───── Material provided ─────
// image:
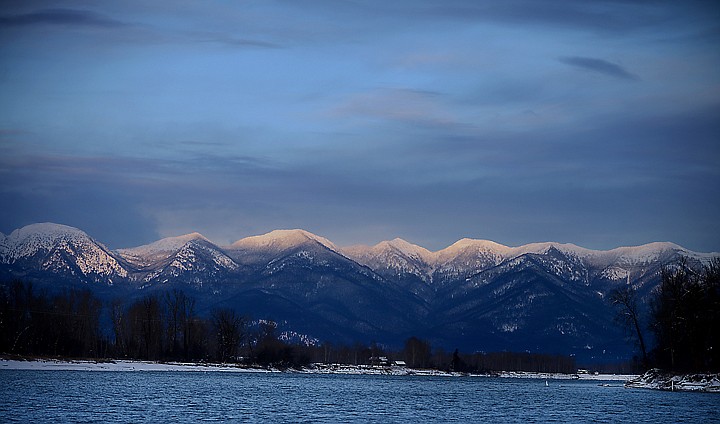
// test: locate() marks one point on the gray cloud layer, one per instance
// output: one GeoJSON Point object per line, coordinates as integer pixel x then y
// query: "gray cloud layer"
{"type": "Point", "coordinates": [600, 66]}
{"type": "Point", "coordinates": [71, 17]}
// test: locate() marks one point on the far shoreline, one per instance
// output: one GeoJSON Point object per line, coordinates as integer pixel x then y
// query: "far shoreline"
{"type": "Point", "coordinates": [122, 365]}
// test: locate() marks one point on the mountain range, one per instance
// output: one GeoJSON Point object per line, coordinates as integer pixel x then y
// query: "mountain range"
{"type": "Point", "coordinates": [476, 295]}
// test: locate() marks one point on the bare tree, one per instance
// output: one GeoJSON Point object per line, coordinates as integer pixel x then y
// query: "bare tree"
{"type": "Point", "coordinates": [625, 299]}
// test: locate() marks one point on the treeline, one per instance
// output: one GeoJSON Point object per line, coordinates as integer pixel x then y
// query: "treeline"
{"type": "Point", "coordinates": [684, 318]}
{"type": "Point", "coordinates": [166, 326]}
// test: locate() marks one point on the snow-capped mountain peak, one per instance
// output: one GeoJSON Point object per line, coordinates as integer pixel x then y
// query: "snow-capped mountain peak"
{"type": "Point", "coordinates": [279, 240]}
{"type": "Point", "coordinates": [60, 249]}
{"type": "Point", "coordinates": [28, 240]}
{"type": "Point", "coordinates": [168, 244]}
{"type": "Point", "coordinates": [406, 248]}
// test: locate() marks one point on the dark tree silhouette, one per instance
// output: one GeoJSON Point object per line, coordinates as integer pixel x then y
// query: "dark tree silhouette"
{"type": "Point", "coordinates": [625, 299]}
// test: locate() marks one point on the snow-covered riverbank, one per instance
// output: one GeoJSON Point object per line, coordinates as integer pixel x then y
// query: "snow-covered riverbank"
{"type": "Point", "coordinates": [659, 380]}
{"type": "Point", "coordinates": [125, 365]}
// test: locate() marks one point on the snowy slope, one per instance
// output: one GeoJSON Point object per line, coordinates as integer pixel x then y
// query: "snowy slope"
{"type": "Point", "coordinates": [280, 240]}
{"type": "Point", "coordinates": [158, 251]}
{"type": "Point", "coordinates": [60, 249]}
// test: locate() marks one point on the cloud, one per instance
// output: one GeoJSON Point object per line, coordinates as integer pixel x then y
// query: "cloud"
{"type": "Point", "coordinates": [67, 17]}
{"type": "Point", "coordinates": [599, 65]}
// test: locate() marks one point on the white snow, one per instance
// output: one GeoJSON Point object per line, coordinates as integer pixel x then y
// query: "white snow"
{"type": "Point", "coordinates": [280, 240]}
{"type": "Point", "coordinates": [90, 256]}
{"type": "Point", "coordinates": [139, 366]}
{"type": "Point", "coordinates": [167, 245]}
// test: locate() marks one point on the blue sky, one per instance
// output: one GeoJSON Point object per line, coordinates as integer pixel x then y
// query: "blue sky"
{"type": "Point", "coordinates": [596, 123]}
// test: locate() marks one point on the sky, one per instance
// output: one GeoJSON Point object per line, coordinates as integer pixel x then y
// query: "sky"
{"type": "Point", "coordinates": [588, 122]}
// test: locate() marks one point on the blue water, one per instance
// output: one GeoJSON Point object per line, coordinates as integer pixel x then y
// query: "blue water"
{"type": "Point", "coordinates": [130, 397]}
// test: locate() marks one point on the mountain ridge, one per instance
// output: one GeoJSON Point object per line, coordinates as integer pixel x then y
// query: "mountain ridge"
{"type": "Point", "coordinates": [476, 294]}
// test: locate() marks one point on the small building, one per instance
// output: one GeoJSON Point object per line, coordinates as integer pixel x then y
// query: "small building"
{"type": "Point", "coordinates": [379, 361]}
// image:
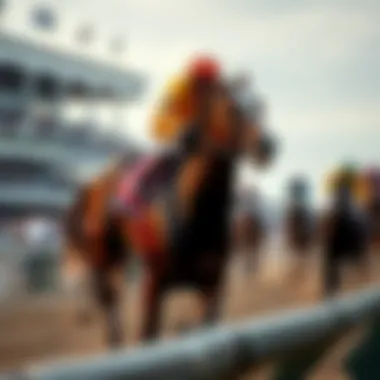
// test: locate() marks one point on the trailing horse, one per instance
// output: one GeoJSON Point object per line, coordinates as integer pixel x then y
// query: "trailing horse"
{"type": "Point", "coordinates": [177, 223]}
{"type": "Point", "coordinates": [344, 231]}
{"type": "Point", "coordinates": [249, 232]}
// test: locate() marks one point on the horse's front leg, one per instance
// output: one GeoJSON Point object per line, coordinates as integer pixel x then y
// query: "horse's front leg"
{"type": "Point", "coordinates": [212, 293]}
{"type": "Point", "coordinates": [152, 293]}
{"type": "Point", "coordinates": [108, 290]}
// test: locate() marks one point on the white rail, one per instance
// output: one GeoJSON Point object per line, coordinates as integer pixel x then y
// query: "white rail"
{"type": "Point", "coordinates": [224, 352]}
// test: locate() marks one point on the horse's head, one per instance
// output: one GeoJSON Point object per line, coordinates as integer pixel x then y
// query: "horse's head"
{"type": "Point", "coordinates": [208, 106]}
{"type": "Point", "coordinates": [235, 126]}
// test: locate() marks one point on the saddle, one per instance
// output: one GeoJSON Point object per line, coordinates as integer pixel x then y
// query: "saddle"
{"type": "Point", "coordinates": [139, 192]}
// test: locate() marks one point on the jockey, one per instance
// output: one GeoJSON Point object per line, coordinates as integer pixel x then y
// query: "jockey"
{"type": "Point", "coordinates": [344, 184]}
{"type": "Point", "coordinates": [170, 126]}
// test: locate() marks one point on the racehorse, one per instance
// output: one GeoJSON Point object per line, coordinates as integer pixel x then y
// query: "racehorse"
{"type": "Point", "coordinates": [344, 231]}
{"type": "Point", "coordinates": [249, 232]}
{"type": "Point", "coordinates": [181, 233]}
{"type": "Point", "coordinates": [371, 187]}
{"type": "Point", "coordinates": [299, 219]}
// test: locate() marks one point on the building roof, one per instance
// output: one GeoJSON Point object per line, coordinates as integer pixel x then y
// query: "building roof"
{"type": "Point", "coordinates": [70, 68]}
─────
- **Aim of the exercise**:
Please copy every line of the material from the line with "racehorse, one per instance" up to and including the last line of the material, and shift each coordinate in the Point objects by -22.

- **Response for this exercise**:
// test: locate() marks one point on the racehorse, one per instance
// output: one GeoJSON Point object per line, coordinates as integer pixel x then y
// query: "racehorse"
{"type": "Point", "coordinates": [322, 209]}
{"type": "Point", "coordinates": [227, 210]}
{"type": "Point", "coordinates": [159, 211]}
{"type": "Point", "coordinates": [349, 165]}
{"type": "Point", "coordinates": [277, 197]}
// test: locate() marks one point on the building roof, one per instance
// output: one GeoJSON Point object per line, coordinates as integer pixel x then y
// query: "building roof"
{"type": "Point", "coordinates": [48, 46]}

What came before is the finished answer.